**PROBLEM TO SOLVE**
Copy the lines below word for word, with nothing changed.
## Begin RECORDS FOR PROCESSING
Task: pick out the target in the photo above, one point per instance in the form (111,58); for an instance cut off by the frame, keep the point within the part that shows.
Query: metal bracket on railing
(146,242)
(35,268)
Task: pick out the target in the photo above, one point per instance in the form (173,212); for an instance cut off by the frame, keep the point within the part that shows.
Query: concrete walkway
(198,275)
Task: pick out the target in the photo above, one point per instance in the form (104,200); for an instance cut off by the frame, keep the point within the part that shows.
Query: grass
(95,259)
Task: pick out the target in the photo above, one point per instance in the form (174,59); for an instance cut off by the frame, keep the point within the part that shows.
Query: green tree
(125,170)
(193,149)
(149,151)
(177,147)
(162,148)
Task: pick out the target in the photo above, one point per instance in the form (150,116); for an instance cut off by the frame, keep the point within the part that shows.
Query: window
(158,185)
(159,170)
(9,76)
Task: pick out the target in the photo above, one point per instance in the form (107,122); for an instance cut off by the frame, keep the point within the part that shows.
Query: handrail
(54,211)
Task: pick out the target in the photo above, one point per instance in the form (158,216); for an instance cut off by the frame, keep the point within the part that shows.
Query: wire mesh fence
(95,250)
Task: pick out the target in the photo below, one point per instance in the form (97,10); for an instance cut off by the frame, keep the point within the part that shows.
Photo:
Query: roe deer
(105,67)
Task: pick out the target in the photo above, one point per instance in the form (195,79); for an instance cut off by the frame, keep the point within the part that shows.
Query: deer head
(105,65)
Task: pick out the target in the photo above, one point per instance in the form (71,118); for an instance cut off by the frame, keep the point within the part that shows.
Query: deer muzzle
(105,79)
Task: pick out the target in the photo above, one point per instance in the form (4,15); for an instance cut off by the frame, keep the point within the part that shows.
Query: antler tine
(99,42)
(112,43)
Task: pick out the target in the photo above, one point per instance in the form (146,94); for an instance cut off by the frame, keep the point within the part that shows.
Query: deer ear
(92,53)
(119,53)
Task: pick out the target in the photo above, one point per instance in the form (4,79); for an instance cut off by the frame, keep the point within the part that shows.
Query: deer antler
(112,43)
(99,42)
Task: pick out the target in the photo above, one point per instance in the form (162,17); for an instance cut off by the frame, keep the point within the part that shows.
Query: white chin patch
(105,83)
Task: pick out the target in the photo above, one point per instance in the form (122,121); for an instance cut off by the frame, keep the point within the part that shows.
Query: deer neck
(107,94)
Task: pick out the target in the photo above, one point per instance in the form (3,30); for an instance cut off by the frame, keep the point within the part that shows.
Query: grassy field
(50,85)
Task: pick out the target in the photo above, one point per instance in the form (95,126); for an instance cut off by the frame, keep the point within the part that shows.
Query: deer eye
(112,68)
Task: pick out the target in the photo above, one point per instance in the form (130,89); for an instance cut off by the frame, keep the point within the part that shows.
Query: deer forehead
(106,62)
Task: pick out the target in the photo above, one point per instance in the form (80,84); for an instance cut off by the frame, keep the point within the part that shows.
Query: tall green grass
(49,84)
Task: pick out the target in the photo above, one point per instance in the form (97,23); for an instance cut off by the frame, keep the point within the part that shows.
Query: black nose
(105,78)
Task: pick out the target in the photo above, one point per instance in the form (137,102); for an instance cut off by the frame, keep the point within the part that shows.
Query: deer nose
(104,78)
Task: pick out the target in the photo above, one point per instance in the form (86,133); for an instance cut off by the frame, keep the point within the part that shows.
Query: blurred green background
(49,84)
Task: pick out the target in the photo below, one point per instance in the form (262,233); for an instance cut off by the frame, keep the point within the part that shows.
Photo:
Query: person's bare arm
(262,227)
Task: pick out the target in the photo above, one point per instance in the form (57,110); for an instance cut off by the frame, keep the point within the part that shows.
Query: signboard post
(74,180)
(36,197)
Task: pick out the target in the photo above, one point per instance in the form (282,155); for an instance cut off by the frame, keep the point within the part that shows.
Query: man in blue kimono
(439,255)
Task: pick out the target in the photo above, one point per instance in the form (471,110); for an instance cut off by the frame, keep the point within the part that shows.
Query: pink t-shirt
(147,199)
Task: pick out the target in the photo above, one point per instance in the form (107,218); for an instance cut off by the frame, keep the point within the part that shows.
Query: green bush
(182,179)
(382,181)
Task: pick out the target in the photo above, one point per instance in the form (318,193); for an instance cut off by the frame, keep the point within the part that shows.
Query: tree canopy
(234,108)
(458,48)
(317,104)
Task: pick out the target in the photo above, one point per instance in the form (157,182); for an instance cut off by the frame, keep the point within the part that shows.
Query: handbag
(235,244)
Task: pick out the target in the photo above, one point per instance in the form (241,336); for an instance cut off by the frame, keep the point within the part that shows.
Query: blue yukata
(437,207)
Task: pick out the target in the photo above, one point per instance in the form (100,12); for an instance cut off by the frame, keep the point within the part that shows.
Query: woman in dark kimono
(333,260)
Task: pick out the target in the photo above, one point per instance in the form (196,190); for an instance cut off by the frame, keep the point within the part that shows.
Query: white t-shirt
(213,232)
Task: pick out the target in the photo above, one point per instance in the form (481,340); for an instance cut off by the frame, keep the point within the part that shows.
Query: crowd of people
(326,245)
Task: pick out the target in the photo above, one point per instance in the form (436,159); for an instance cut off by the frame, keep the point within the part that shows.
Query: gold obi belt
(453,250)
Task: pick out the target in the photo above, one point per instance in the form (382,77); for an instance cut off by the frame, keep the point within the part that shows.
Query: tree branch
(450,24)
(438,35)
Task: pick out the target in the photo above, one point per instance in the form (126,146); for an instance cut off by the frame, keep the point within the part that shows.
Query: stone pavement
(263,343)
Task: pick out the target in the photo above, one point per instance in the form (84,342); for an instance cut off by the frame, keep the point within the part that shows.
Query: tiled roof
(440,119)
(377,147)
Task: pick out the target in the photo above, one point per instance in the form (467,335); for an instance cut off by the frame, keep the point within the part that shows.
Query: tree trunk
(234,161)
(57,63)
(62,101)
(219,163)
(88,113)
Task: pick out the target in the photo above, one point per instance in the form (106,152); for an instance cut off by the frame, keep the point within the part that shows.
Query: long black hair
## End RECORDS FOR PROCESSING
**ANSWER TO THIS TASK**
Task: pick out the target in the photo above, one point per instance in the form (111,58); for an instance cut off by the frame, keep the point within the part that shows.
Query: metal bracket on railing
(146,242)
(35,268)
Task: pick out the target in the photo above, one point per instance in the form (173,212); for an instance cut off by the frame, keep the point within the part that shows.
Query: concrete walkway
(198,275)
Task: pick out the target in the photo above, one point per instance in the form (104,200); for an instance cut off by the frame, keep the point within the part that shows.
Query: grass
(95,259)
Task: pick out the target in the photo above, one point per instance in the form (174,59); for an instance cut off by the frame, keep the point within the part that shows.
Query: green tree
(125,170)
(193,149)
(149,151)
(177,147)
(162,148)
Task: pick out the target in the photo above, one point per instance in the form (150,116); for an instance cut off by the frame, keep the point within the part that shows.
Query: window
(158,185)
(159,170)
(9,76)
Task: pick out the target in the photo above, one point per instance in the form (107,122); for an instance cut off by the frame, keep the point within the part that shows.
Query: handrail
(54,211)
Task: pick out the target in the photo above, one point per instance in the form (158,216); for an instance cut off by the frame, keep the point within the part that shows.
Query: wire mesh fence
(95,250)
Task: pick out the target in the photo below, one point per instance in the form (97,10); for an instance cut off by the frame, keep the point within the part that shows.
Photo:
Query: roe deer
(105,67)
Task: pick out the target in the photo above, one point per instance in the form (195,79); for an instance cut off by the frame, keep the point within the part that shows.
Query: deer head
(105,65)
Task: pick out the target in the photo above, one point per instance in the form (71,118); for an instance cut off by the frame, keep the point within the part that shows.
Query: deer muzzle
(105,79)
Task: pick out the target in the photo above, one point per instance in the form (4,15); for an instance cut off by the frame, keep the point within the part that shows.
Query: antler tine
(99,42)
(112,43)
Task: pick out the target in the photo above, one point per instance in the form (146,94); for an instance cut off by the frame, keep the point within the part that shows.
Query: deer ear
(92,53)
(119,53)
Task: pick out the target in the photo above, one point per instance in the form (4,79); for an instance cut off by the frame, keep the point within the part that shows.
Query: deer antler
(112,43)
(99,42)
Task: pick out the target in the photo above, one point per instance in the form (162,17); for an instance cut off by the frame, keep the point within the part that shows.
Query: white chin patch
(105,83)
Task: pick out the target in the photo above, one point per instance in the form (122,121); for an instance cut off by the frame, keep the point within the part that shows.
Query: deer neck
(107,94)
Task: pick out the target in the photo above, one point per instance in the form (3,30); for an instance cut off by the frame, keep the point within the part that shows.
Query: grassy field
(50,85)
Task: pick out the target in the photo above, one point per instance in the form (95,126); for an instance cut off by the frame, keep the point within the part that shows.
Query: deer eye
(112,68)
Task: pick out the target in the photo above, one point per instance in the form (130,89); for an instance cut off by the frame, keep the point within the part that shows.
Query: deer forehead
(106,62)
Task: pick out the target in the photo above, one point per instance in the form (80,84); for an instance cut off by the frame, keep the point within the part that shows.
Query: tall green grass
(49,84)
Task: pick out the target in the photo above, one point per instance in the form (97,23); for an instance cut off by the frame, keep the point within the part that shows.
Query: black nose
(105,78)
Task: pick out the target in the photo above, one point per instance in the form (137,102); for an instance cut off by the frame, keep the point within the part that shows.
Query: deer nose
(104,78)
Task: pick out the target in the photo above, one point per instance in the form (86,133); for an instance cut off by the frame, keep the point within the part that shows.
Query: blurred green background
(49,84)
Task: pick out the target in the photo below, one point per instance in the form (262,233); for an instance cut off by the frame, keep the point within the part that shows.
Photo:
Query: person's bare arm
(262,227)
Task: pick out the target in the photo above, one point per instance in the form (57,110); for an instance cut off by the frame, keep the point within the part that shows.
Query: signboard post
(74,180)
(36,197)
Task: pick out the target in the photo above, one point per instance in the form (282,155); for an instance cut off by the frame, keep the point within the part that shows.
Query: man in blue kimono
(439,255)
Task: pick out the target in the photo above, one point per instance in the form (471,110); for an instance cut off by the frame, keep the point within the part that shows.
Query: pink t-shirt
(147,199)
Task: pick out the target in the photo above, one point per instance in the form (107,218); for an instance cut off by the frame, keep the point within the part that shows.
Query: green bush
(182,179)
(382,181)
Task: pick out the target in the photo above, one point per instance in the form (318,193); for an instance cut off by the frame, keep the point within the part that shows.
Query: tree canopy
(234,108)
(458,48)
(317,104)
Task: pick out the target in the photo above, one point per instance in the form (157,182); for an instance cut off by the frame, keep the point within the part that shows.
Query: handbag
(235,244)
Task: pick out the target in the photo above, one point per instance in the form (241,336); for an instance cut off by the frame, keep the point within the part that shows.
Query: blue yukata
(437,207)
Task: pick out the target in the photo above, one point per instance in the form (100,12); for an instance cut off by the frame, keep the point within the part that shows.
Query: woman in dark kimono
(333,260)
Task: pick out the target in the photo above, one point per instance in the form (196,190); for an instance cut off by the frame, keep the point within the part that shows.
Query: white t-shirt
(213,232)
Task: pick out the target in the photo above, one point per instance in the form (481,340); for an instance cut off by the frame, keep the point within the part that shows.
Query: crowd of people
(326,245)
Task: pick out the target in the photo above, one point per instance in the form (436,159); for an instance cut off by the frame, keep the point within the part that shows.
Query: gold obi belt
(453,250)
Task: pick out the target in the photo above, one point per instance in the form (382,77); for an instance cut off by the frame, keep the point within the part that shows.
Query: tree branch
(450,24)
(438,35)
Task: pick out the target in the photo above, one point per instance in the form (126,146); for an instance cut off by the frame, keep the point within the part that shows.
Query: stone pavement
(263,343)
Task: pick out the target in the photo above, one point per instance in the form (84,342); for an instance cut off by the frame, keep the point within the part that shows.
Query: tiled roof
(440,119)
(377,147)
Task: pick out the target in the photo above, one point per instance in the form (467,335); for an instance cut off by the frame, keep the point within the part that shows.
Query: tree trunk
(234,161)
(57,63)
(62,101)
(219,163)
(88,113)
Task: pick out the target in the photo above, one point per instance in the form (106,152); for an instance cut off by the frame, keep the point within the part that shows.
Query: long black hair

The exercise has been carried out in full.